-- Prompt --
The required lines are those that contain "doorway"; pull them out of the data and copy them.

#### Extracted records

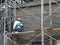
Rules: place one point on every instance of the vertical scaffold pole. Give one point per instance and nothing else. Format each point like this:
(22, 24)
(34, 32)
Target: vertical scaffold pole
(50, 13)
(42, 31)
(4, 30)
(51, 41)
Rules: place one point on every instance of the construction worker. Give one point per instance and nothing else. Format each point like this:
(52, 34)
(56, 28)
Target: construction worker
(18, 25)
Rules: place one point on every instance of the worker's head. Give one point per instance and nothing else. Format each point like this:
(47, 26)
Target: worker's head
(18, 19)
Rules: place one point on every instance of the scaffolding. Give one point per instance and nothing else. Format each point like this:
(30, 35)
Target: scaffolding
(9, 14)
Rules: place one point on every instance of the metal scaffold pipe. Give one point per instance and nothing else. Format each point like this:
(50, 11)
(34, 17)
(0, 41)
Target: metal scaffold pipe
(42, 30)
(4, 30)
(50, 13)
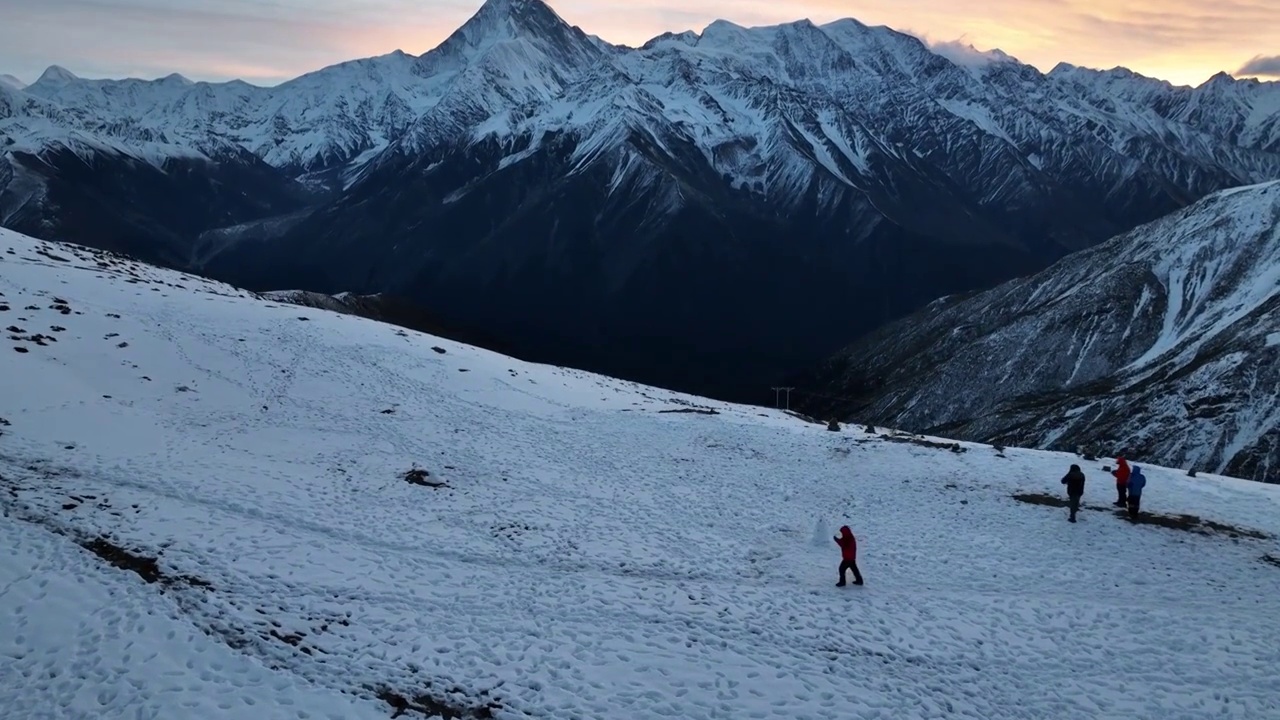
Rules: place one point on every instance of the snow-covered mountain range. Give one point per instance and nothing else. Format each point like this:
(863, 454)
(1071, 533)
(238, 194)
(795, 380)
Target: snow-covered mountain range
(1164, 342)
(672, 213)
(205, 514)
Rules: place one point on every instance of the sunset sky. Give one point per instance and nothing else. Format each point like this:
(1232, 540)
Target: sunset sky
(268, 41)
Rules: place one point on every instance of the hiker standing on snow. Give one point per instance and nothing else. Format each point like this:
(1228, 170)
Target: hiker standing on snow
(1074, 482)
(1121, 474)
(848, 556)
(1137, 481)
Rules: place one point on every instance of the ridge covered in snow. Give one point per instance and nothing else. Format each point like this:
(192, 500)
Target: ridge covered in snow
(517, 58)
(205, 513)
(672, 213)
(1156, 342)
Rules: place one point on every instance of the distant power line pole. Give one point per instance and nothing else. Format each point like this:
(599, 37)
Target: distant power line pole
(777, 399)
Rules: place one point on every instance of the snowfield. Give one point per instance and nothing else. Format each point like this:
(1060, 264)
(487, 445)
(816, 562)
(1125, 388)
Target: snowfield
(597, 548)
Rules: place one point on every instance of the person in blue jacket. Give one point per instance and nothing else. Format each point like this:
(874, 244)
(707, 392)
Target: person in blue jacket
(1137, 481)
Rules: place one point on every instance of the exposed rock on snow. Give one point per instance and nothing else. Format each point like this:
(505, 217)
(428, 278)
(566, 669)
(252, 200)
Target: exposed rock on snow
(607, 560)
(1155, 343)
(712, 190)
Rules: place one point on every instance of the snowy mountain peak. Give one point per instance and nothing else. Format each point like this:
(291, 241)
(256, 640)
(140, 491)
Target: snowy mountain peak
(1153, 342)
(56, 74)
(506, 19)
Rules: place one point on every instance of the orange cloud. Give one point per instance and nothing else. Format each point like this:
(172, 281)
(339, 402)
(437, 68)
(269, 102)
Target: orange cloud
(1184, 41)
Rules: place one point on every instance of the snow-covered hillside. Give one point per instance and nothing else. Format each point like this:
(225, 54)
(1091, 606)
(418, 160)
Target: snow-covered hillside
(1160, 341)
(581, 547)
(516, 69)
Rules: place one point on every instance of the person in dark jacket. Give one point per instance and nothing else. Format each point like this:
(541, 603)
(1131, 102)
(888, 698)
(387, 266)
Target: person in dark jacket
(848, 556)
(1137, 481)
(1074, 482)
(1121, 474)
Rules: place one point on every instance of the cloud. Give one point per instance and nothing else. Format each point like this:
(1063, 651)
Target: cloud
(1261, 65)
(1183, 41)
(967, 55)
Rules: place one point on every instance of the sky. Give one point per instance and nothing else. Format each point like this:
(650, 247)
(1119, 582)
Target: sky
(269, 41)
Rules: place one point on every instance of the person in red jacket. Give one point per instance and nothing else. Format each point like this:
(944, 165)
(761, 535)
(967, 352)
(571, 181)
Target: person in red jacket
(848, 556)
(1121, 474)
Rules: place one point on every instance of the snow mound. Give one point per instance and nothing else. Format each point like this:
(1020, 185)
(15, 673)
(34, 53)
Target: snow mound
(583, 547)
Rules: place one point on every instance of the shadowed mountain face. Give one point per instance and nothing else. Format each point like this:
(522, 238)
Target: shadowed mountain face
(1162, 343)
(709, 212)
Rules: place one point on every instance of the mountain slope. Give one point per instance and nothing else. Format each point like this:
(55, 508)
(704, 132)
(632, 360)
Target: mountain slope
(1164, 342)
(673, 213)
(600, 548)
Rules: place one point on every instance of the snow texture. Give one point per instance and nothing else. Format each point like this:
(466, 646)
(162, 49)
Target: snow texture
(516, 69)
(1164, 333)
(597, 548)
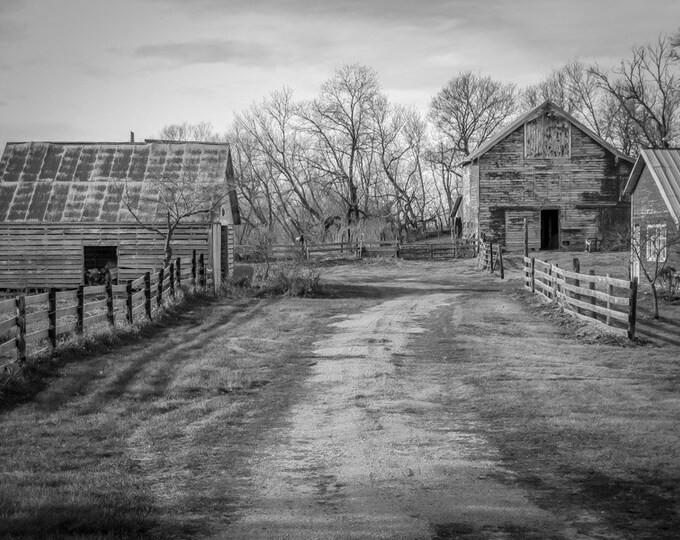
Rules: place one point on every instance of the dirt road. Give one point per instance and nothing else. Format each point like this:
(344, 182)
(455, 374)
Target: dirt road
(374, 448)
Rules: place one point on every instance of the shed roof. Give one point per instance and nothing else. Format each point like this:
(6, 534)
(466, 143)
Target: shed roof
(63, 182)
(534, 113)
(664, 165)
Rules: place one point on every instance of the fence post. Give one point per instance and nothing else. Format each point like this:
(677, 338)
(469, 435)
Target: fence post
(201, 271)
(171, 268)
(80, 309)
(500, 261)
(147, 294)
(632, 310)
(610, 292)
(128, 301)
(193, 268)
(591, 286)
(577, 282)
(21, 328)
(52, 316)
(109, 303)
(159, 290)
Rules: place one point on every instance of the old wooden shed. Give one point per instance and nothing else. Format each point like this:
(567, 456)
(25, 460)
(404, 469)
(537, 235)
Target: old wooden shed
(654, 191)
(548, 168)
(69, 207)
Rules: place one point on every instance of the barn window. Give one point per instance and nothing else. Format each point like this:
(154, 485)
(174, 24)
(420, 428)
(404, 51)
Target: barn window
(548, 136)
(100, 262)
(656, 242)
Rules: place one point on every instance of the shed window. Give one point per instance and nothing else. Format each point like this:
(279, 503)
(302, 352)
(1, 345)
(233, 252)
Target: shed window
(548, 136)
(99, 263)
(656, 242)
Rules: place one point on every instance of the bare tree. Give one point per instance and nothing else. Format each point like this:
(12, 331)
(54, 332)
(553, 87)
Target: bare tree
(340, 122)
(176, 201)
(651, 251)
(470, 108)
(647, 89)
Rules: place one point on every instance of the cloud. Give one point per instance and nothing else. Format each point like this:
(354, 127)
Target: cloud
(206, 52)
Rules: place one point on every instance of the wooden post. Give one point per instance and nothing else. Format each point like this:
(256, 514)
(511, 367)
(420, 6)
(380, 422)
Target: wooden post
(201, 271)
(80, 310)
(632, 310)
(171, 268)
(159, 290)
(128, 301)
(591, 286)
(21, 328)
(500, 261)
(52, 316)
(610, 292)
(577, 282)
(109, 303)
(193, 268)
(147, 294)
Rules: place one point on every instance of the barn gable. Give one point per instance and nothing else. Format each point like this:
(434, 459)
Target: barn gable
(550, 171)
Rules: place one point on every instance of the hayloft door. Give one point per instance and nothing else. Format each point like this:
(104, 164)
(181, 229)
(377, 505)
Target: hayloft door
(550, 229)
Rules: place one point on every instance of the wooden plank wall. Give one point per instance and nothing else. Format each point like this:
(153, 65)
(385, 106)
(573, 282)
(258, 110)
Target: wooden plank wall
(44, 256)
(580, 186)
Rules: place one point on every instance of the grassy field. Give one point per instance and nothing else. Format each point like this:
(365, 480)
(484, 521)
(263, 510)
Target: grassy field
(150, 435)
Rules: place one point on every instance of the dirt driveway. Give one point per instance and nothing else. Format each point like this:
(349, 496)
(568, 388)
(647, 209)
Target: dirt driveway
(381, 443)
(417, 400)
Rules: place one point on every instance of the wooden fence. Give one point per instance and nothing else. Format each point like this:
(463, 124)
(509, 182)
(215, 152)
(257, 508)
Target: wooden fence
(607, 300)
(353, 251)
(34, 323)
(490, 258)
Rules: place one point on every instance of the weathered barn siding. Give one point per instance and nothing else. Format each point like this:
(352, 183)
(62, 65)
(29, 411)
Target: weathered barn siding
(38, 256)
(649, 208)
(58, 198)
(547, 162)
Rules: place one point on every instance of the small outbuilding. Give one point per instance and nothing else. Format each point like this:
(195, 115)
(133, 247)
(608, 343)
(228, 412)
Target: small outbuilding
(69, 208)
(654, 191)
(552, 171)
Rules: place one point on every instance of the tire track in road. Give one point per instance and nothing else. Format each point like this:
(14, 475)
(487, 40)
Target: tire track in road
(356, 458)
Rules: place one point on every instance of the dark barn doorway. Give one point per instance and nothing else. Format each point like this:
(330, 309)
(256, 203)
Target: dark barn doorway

########

-- Response below --
Rules: place one point on every instance of the dark barn doorway. Give one point per instance and nothing else. Format each point like this:
Target: dark barn doorway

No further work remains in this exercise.